◆ **What is needed**
Reproduce all of the items below, substituting "field survey" for every occurrence of "camera-trap tally" and leaving everything else unchanged.

◆ **Supplied records**
○ ○ ○

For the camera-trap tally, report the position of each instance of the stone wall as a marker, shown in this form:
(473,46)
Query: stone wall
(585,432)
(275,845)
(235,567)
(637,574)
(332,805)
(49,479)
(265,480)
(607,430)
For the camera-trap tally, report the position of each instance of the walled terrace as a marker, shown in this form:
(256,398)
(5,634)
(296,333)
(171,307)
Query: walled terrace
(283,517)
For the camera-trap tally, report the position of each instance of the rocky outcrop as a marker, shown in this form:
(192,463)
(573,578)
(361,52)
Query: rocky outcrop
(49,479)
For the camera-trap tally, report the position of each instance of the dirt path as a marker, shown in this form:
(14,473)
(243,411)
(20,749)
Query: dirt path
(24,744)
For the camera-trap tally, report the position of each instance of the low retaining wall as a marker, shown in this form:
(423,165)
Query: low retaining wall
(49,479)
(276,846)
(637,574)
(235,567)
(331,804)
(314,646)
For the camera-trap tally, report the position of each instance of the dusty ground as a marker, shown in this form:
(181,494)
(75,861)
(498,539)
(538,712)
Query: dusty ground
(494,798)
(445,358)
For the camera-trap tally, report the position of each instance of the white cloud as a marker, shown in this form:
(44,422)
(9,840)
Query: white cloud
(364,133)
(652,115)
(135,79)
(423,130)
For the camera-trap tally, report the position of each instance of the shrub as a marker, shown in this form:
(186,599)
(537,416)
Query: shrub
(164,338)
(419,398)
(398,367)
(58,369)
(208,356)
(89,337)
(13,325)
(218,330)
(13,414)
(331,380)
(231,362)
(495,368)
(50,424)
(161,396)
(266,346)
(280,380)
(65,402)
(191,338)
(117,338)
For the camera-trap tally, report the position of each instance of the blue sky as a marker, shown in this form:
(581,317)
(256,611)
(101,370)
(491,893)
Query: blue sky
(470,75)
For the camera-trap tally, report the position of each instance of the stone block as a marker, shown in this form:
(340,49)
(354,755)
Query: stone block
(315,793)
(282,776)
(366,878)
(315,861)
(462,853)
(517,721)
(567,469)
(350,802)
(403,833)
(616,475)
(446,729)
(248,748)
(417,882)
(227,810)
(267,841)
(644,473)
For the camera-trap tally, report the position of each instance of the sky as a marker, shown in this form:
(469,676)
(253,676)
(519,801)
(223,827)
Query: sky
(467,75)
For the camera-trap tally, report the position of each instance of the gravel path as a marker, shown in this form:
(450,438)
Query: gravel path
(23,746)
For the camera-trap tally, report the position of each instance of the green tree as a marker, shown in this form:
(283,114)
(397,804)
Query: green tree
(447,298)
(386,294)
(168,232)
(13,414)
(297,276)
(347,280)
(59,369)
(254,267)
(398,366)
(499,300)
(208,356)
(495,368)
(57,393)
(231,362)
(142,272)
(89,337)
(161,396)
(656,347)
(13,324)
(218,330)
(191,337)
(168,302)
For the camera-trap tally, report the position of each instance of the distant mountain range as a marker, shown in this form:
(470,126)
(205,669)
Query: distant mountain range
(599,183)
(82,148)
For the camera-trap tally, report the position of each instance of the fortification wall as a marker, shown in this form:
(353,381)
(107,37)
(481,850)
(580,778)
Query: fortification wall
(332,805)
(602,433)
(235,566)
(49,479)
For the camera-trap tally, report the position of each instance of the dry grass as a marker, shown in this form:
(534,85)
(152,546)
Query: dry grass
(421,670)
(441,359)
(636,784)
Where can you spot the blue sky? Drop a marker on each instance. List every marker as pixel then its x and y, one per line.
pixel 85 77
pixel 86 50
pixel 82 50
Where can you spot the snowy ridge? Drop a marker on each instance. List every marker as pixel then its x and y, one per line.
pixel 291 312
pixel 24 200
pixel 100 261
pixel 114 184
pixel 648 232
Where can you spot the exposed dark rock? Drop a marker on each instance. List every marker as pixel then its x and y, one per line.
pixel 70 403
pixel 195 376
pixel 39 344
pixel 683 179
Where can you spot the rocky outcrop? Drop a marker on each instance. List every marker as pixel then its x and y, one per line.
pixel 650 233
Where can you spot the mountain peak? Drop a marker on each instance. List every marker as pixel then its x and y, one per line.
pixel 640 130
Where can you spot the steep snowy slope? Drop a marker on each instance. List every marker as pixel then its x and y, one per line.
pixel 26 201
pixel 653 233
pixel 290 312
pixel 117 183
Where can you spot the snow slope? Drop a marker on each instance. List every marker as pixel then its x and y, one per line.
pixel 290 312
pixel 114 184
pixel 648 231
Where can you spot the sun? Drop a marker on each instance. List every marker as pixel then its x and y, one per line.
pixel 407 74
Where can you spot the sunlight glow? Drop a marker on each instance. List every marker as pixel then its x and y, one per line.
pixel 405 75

○ ○ ○

◆ **Result of the exercise**
For the field survey, report the position of each instance of the stone wall as a marker, shown in this form:
(473,46)
Query: stone wall
(585,432)
(275,845)
(235,567)
(637,574)
(332,805)
(49,479)
(265,480)
(607,430)
For the field survey, report the position of each instance of the walled terrace as a marker, shown in this form:
(256,398)
(5,634)
(296,333)
(171,307)
Query: walled terrace
(283,517)
For the field survey, report the position of each instance of the rocky outcrop as a marker, shown in this form:
(192,463)
(573,578)
(361,52)
Query: rocky outcrop
(49,479)
For the field survey, report the position of each instance of the dirt path as a marker, shown in this form:
(14,473)
(243,411)
(20,749)
Query: dirt path
(24,744)
For the field survey, report the position of each instance of the low retaining wall as a marker, shown in this form:
(423,165)
Query: low retaining wall
(49,479)
(276,846)
(637,574)
(235,567)
(331,804)
(314,646)
For the field survey, report the position of each instance of the dusty ground as a marker, shown in this form:
(181,494)
(75,861)
(498,539)
(538,712)
Query: dusty ground
(494,798)
(445,358)
For the field survey, report the position of each instance of the white cloud as a marker, shown in this form:
(44,422)
(9,840)
Query: white cloud
(364,133)
(652,115)
(135,79)
(423,130)
For the field survey, report the position of each instance of the shrub as a marker, shown in this form:
(186,599)
(537,416)
Query: shrub
(164,338)
(419,398)
(398,367)
(58,369)
(208,356)
(89,337)
(13,325)
(218,330)
(13,414)
(331,380)
(231,362)
(495,368)
(50,424)
(161,396)
(266,346)
(280,380)
(65,402)
(191,338)
(117,338)
For the field survey, report the position of each instance of the blue sky as a marker, shown in this form:
(581,317)
(256,611)
(101,370)
(491,893)
Query: blue sky
(470,75)
For the field survey, report the position of each instance of the stone block as a marker, shown in this form:
(340,49)
(354,755)
Query: stone block
(315,793)
(282,776)
(366,878)
(315,861)
(462,853)
(517,721)
(567,469)
(350,802)
(403,833)
(616,475)
(446,729)
(248,748)
(417,882)
(227,810)
(267,841)
(644,473)
For the field survey, report the position of each instance of the sky as a marker, shown in this form:
(469,676)
(253,676)
(519,801)
(223,827)
Query: sky
(467,75)
For the field survey, report the position of each instance of the gravel path as a marker, shown in this form:
(450,438)
Query: gravel path
(23,746)
For the field survey, report the position of each instance of the green tree as a marker, shown in this form:
(283,114)
(397,804)
Query: green tree
(447,298)
(386,294)
(168,232)
(13,414)
(297,276)
(347,280)
(59,369)
(254,267)
(398,366)
(499,300)
(208,356)
(495,368)
(57,393)
(231,362)
(142,272)
(89,337)
(161,396)
(656,347)
(13,324)
(218,330)
(191,337)
(168,302)
For the field survey, report the position of each instance of the distant mountain range as a marker, shown in this form:
(470,126)
(205,669)
Query: distant mountain range
(599,183)
(82,148)
For the field survey, report the position of each instance of the fortification wall as a marker, shown in this form:
(353,381)
(107,37)
(481,850)
(580,778)
Query: fortification wall
(332,805)
(602,433)
(235,566)
(49,479)
For the field survey, report the position of each instance of the dry grass as a marker, shown in this form:
(534,85)
(152,546)
Query: dry grass
(421,670)
(441,359)
(636,784)
Where can you spot the blue sky? Drop a marker on each instance. List every marker as pixel then its x and y, one per line.
pixel 85 77
pixel 86 50
pixel 82 50
Where can you spot the snowy ridge? Drop a marker on each instance. List every marker as pixel then its x and y, one per line.
pixel 291 312
pixel 24 200
pixel 100 261
pixel 114 184
pixel 648 232
Where can you spot the exposed dark rock? Drop a marker on each instance. List every marker as pixel then its x and y, one per line.
pixel 70 403
pixel 195 376
pixel 39 344
pixel 683 179
Where can you spot the rocky outcrop? Drop a marker on each instance. List every marker as pixel then its x and y, one per line.
pixel 650 233
Where can you spot the mountain peak? Drop a marker on each instance. List every marker as pixel then its x and y, one per line.
pixel 640 130
Where can you spot the steep snowy slope? Drop a marker on each instance. List every marker as pixel then its x and y, one per line.
pixel 26 201
pixel 653 233
pixel 290 312
pixel 117 183
Where can you spot the snow slope? Drop a marker on each instance. List every marker as pixel then its x and y, one per line.
pixel 290 312
pixel 114 184
pixel 648 231
Where can you spot the sun? Drop a marker on each instance. List every marker as pixel then its x and y, one per line.
pixel 407 74
Where can you spot the sunlight glow? Drop a marker on each instance. List every marker as pixel then its x and y, one per line.
pixel 405 75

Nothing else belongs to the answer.